● SOURCE EXCERPT
----

Greedy Company Froze Vacation Rollovers To Reduce Liability, So Longtime Employees Cashed Out By Leaving All At Once
by Benjamin Cottrell

Pexels/Reddit
Corporate cost-cutting can look smart on paper, but it’s often disastrous in practice.
When HR froze vacation rollovers without thinking through the consequences, a wave of key staff quietly planned their exits.
And it’s the company that ended up paying the price.
Keep reading for the full story!
Can’t carry over time to the next year? Ok, that works.
I worked at a company that had a lot of people who had been there a long time.
It was pretty common for new chemistry or chemical engineering grads to come in for their first job after college.
Up until this point, employees enjoyed using their vacation time how they pleased.
At 20 years, employees got six weeks (30 days) of vacation.
Some people liked to work and simply rolled vacation days into the next year. The maximum you could ever carry over was 45 days.
But eventually, the company decided this was too big of a risk.
At some point, some jerk figured out that those 45 days were a liability to the company.
If you’re selling off a chunk of a company and those employees have six weeks of vacation plus another nine weeks banked, that’s 15 weeks of time the new owner could be on the hook for.
So they put a very unpopular policy into place.
So management decided to put out a proclamation: there would be no carryover from one year to the next.
Much unhappiness swept the company.
Lots of people tried to plan how they were going to use their vacation.
Turns out, employees would rather leave than feel cheated out of their PTO.
One of the key people I worked with came up to me in October and said they were going on vacation, and how much they liked working with me.
That was kind of odd, so I pressed a little on why this sounded like a “forever goodbye” instead of a “see you in a week.”
I was told, under strict confidence, that they had found a new job.
The new job started in two weeks.
The departing employees had a plan.
They had enough vacation days to cover them through January 1, and the next year’s vacation and holidays covered the first two months of the following year.

----

Dataset excerpt
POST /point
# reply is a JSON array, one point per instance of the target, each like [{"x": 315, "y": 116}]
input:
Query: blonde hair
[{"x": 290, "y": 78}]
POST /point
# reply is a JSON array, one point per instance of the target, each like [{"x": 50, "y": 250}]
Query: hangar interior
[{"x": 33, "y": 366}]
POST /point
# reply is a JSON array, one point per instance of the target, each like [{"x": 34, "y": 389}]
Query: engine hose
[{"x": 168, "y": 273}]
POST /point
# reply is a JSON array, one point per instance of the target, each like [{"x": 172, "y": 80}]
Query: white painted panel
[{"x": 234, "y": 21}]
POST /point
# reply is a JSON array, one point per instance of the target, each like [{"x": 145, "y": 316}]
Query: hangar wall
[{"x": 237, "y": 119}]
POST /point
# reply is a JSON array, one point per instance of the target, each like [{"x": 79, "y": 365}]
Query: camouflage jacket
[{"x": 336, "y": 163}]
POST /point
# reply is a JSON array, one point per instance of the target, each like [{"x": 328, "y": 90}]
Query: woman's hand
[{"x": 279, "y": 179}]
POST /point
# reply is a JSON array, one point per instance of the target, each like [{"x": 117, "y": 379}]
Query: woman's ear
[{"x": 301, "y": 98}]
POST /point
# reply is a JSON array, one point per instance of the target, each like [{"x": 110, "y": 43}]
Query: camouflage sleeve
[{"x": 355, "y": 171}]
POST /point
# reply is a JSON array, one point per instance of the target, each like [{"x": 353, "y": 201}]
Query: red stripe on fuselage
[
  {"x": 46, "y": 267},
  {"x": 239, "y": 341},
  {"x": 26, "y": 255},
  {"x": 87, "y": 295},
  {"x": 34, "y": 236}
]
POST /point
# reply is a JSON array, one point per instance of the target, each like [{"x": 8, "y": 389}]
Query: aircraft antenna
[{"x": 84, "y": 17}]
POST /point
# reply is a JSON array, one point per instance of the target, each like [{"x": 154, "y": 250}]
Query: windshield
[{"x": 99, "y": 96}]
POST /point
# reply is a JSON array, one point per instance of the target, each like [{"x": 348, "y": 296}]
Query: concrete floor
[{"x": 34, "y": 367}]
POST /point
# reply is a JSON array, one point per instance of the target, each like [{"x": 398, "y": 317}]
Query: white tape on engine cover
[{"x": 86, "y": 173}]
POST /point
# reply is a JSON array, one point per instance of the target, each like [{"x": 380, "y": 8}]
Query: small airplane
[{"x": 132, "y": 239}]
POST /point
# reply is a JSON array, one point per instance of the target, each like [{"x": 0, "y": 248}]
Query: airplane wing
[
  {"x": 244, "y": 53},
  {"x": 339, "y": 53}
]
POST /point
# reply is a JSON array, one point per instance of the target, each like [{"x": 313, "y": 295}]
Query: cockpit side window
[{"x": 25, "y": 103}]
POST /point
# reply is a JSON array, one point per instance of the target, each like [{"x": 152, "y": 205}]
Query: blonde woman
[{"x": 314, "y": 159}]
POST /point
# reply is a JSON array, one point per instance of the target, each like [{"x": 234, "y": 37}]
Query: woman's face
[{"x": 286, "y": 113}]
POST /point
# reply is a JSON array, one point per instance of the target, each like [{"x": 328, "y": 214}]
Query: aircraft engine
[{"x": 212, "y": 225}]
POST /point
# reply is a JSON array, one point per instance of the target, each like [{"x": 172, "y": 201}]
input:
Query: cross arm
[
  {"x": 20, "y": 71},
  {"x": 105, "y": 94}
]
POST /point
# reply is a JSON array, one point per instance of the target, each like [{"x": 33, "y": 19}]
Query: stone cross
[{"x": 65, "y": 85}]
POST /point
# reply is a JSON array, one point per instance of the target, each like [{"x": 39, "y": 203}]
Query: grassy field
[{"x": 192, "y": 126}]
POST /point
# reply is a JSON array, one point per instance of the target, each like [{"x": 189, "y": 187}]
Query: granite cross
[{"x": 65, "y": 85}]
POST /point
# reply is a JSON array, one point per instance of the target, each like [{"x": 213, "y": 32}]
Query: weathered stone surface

----

● AIM 1
According to the vacation rollover story, what was the maximum number of vacation days an employee could carry over into the next year?
● AIM 2
Show each line of the listing that contains the string "blonde".

● EXERCISE ANSWER 1
45 days.

● EXERCISE ANSWER 2
Query: blonde hair
Query: blonde woman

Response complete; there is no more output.